» Task directions: Reproduce every line of the listing below word for word, keeping the original order and line breaks.

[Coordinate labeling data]
────────────────────────────────────────

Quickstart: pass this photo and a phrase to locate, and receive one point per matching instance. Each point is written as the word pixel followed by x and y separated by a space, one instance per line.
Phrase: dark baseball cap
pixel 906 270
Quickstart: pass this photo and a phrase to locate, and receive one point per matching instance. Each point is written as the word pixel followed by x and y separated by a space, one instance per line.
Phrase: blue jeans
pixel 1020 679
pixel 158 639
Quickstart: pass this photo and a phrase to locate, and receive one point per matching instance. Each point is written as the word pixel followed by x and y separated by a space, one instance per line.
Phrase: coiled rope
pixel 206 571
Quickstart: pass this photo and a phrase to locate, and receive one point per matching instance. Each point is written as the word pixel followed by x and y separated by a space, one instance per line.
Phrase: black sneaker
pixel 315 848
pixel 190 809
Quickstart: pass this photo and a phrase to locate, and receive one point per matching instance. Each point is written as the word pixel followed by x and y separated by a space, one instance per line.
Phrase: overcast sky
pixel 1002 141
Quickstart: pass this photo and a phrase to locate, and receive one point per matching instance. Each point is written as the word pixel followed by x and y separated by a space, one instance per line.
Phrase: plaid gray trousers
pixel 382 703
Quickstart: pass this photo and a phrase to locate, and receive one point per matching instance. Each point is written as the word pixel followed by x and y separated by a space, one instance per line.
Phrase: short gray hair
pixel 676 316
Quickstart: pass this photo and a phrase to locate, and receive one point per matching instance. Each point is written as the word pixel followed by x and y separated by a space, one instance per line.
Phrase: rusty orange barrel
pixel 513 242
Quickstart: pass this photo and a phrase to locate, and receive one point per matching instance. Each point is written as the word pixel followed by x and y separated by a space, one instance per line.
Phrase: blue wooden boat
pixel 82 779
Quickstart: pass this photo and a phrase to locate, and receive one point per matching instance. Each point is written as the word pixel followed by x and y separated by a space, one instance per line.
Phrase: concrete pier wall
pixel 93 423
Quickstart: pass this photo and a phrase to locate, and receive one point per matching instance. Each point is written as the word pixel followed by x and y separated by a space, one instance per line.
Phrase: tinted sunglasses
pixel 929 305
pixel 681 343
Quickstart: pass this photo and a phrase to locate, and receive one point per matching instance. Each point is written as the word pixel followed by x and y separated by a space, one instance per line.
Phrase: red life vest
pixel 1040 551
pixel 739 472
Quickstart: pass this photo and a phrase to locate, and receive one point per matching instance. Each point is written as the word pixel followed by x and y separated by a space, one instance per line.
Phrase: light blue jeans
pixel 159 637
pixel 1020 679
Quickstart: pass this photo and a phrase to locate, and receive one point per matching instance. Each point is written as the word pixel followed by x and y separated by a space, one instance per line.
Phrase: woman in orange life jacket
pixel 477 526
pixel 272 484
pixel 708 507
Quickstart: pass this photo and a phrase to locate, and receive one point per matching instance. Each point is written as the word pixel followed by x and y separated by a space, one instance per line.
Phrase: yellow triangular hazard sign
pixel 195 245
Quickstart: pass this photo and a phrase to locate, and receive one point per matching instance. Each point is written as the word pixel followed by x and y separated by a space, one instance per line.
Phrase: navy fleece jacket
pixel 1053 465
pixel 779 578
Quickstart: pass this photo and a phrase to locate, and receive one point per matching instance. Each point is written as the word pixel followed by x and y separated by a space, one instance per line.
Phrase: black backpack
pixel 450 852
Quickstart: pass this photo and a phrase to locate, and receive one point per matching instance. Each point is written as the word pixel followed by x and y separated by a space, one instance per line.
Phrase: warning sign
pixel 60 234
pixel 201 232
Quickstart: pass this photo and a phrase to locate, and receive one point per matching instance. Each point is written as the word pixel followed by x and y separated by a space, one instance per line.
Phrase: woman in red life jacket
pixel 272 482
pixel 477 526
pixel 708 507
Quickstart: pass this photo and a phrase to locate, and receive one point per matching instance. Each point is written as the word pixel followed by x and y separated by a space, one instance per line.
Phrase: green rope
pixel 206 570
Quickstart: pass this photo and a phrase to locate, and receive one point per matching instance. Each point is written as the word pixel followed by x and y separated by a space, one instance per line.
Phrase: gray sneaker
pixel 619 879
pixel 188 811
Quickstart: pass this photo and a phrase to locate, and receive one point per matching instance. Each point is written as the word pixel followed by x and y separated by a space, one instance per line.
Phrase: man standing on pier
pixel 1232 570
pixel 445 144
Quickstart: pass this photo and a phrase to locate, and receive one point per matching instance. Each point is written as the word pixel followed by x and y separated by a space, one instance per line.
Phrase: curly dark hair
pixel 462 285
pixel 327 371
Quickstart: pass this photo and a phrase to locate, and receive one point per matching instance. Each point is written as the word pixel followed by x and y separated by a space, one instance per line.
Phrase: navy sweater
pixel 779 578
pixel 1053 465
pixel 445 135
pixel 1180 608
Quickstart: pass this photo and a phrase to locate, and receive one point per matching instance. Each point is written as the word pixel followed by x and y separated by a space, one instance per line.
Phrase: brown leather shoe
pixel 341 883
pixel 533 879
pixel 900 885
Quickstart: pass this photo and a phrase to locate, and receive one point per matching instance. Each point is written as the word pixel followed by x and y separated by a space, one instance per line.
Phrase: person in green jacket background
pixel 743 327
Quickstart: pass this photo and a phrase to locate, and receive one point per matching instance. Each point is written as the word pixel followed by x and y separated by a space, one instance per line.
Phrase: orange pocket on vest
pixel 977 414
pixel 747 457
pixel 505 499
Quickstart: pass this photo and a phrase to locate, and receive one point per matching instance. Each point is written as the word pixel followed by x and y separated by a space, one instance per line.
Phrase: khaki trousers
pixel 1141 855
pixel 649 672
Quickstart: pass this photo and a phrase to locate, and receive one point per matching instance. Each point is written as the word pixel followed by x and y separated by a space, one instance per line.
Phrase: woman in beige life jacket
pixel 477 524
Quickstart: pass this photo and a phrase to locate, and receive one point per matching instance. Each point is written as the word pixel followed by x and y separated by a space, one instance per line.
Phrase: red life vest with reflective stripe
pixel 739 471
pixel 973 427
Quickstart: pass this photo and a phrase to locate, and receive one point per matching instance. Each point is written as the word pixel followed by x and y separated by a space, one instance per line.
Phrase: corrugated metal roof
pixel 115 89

────────────────────────────────────────

» Worked solution:
Quickstart: pass this photo and a phrase to locate, and receive one point per matching instance. Each point is written as the word pixel followed by x and y separated by a space, one instance per line.
Phrase: dark baseball cap
pixel 906 270
Quickstart: pass this photo and a phrase to locate, and receive one point per matching instance. Each point is written as the word pixel followed by x and y separated by a space, one instance per line.
Phrase: blue jeans
pixel 1020 679
pixel 158 639
Quickstart: pass this photo and a phrase to locate, and receive one point per matching instance. Each point is written as the word pixel followed by x and y separated by a space, one instance per line.
Phrase: coiled rope
pixel 206 571
Quickstart: pass this photo and a phrase to locate, and receive one point per matching instance. Each point is written as the word pixel followed by x and y separated by a space, one instance per line.
Phrase: black sneaker
pixel 315 848
pixel 190 809
Quickstart: pass this photo and a phrase to locate, and receive one point per matching instance. Each point is written as the word pixel followed by x and y separated by a space, one instance per line.
Phrase: overcast sky
pixel 1002 141
Quickstart: pass this photo and a phrase to locate, and receive one point per matching instance. Each point is written as the word pixel followed by x and y separated by a space, one instance per line.
Phrase: plaid gray trousers
pixel 382 703
Quickstart: pass this photo and a phrase to locate, and receive one point per matching instance. Each point is written as the word pixel followed by x and y separated by a space, one instance per line.
Phrase: short gray hair
pixel 676 316
Quickstart: pass this photo and a phrase to locate, and receive one point per matching instance. Each point is written as the word pixel followed by x and y separated by a space, one instance per line.
Phrase: rusty orange barrel
pixel 513 242
Quickstart: pass this photo and a phrase to locate, and receive one point per matching instance. Each point is written as the word pixel followed by x and y separated by a space, one instance per line.
Phrase: blue wooden boat
pixel 82 779
Quickstart: pass this photo and a phrase to locate, and receive one point per matching instance. Each point is written as the word pixel followed by x and y separated by a space, one instance per line.
Phrase: concrete pier wall
pixel 93 423
Quickstart: pass this photo and a phrase to locate, and receive one point per matching instance. Each point is written as the word pixel followed by x and y separated by a space, one instance per line.
Phrase: tinted sunglasses
pixel 929 305
pixel 681 343
Quickstart: pass this photo and a phrase to locate, and receive one point per matching instance. Each point is written as the word pixel followed by x and y separated by a space, one instance per line.
Phrase: red life vest
pixel 1040 551
pixel 739 472
Quickstart: pass this photo and a phrase to locate, and receive one point per matching instance. Each point is written as the word pixel followed by x and y separated by a space, one instance per line.
Phrase: light blue jeans
pixel 159 637
pixel 1020 679
Quickstart: pass this photo and a phrase to locate, and receive one point per matching instance. Each point is written as the word pixel followed by x and y separated by a space, one instance per line.
Phrase: woman in orange life jacket
pixel 477 526
pixel 272 484
pixel 708 507
Quickstart: pass this photo and a phrase to locate, and receive one point per matching instance. Each point is written as the word pixel followed by x and y separated by a space, one instance per line.
Phrase: yellow triangular hazard sign
pixel 195 245
Quickstart: pass this photo and a phrase to locate, and receive one point per matching instance. Each point is written as the word pixel followed by x and y separated by a space, one instance per line.
Phrase: navy fleece jacket
pixel 1053 465
pixel 779 578
Quickstart: pass this photo and a phrase to locate, and receive one point per matching instance. Each point is written as the word pixel followed by x and y separated by a space, one instance per line.
Phrase: black backpack
pixel 450 852
Quickstart: pass this photo and a phrase to locate, and receive one point per matching instance. Each point is written as the word pixel followed by x and y separated by a space, one instance per line.
Phrase: warning sign
pixel 60 234
pixel 201 232
Quickstart: pass this photo and a phrase to locate, and receive one point per matching instance. Each point is written as the word pixel followed by x and y separated by a space, one instance per line.
Phrase: woman in red life jacket
pixel 272 482
pixel 477 526
pixel 708 507
Quickstart: pass this photo and a phrase to locate, and receive one point per matching instance. Each point is written as the word pixel followed by x and y separated by a space, one instance per line.
Phrase: green rope
pixel 206 570
Quickstart: pass this photo and a phrase to locate, and receive one point per matching instance. Each point is written as the word pixel followed by x and y separated by a space, one instance per line.
Phrase: gray sneaker
pixel 619 879
pixel 188 811
Quickstart: pass this photo and a phrase to locate, and receive one point per matching instance. Each point is written as the word pixel followed by x and y separated by a space, one instance per line.
Phrase: man standing on pier
pixel 1232 570
pixel 445 144
Quickstart: pass this photo and a phrase to locate, and receive one point per matching instance. Each point is written as the word pixel followed by x and y separated by a space, one instance per line.
Phrase: curly dark hair
pixel 462 285
pixel 327 371
Quickstart: pass this photo and a phrase to locate, and receive one point per matching instance. Each point is written as the word pixel followed by x and y separated by a space, one instance per line.
Phrase: navy sweater
pixel 779 578
pixel 1053 465
pixel 445 135
pixel 1180 608
Quickstart: pass this photo and a phrase to locate, and receive one point per matching instance. Each point is written as the word pixel followed by x and y separated by a space, one instance per line.
Phrase: brown leather shoe
pixel 341 883
pixel 533 879
pixel 900 885
Quickstart: pass this photo and a phrase to locate, and receive one point per matching instance. Each point is written as the word pixel followed by x and y separated by a space, one instance per line.
Phrase: person in green jacket background
pixel 743 327
Quickstart: pass this photo and a phrase to locate, and receive one point per matching instance. Each point is written as the word pixel followed by x and y separated by a space, one instance per line.
Phrase: orange pocket on vest
pixel 977 414
pixel 747 457
pixel 505 499
Quickstart: pass this photo and a phrase to locate, and receive one point per matching instance. Each point is written as the word pixel followed by x and y separated by a space, one instance per line.
Phrase: khaki trousers
pixel 1141 855
pixel 649 672
Quickstart: pass this photo and a phrase to locate, and receive one point per matching instance. Each point is written as the word pixel followed by x and y separated by a space, one instance per line.
Phrase: woman in beige life jacket
pixel 477 524
Quickstart: pass this photo and a phrase to locate, and receive one point per matching instance. Each point is written as the word pixel followed by x and y separated by a space, one instance per line.
Phrase: red life vest with reflective stripe
pixel 739 471
pixel 973 427
Quickstart: pass this photo and a phrase to locate, and receive one point per matching instance. Each point is written as the word pixel followed by x and y separated by a space, one instance per line.
Phrase: corrugated metal roof
pixel 115 89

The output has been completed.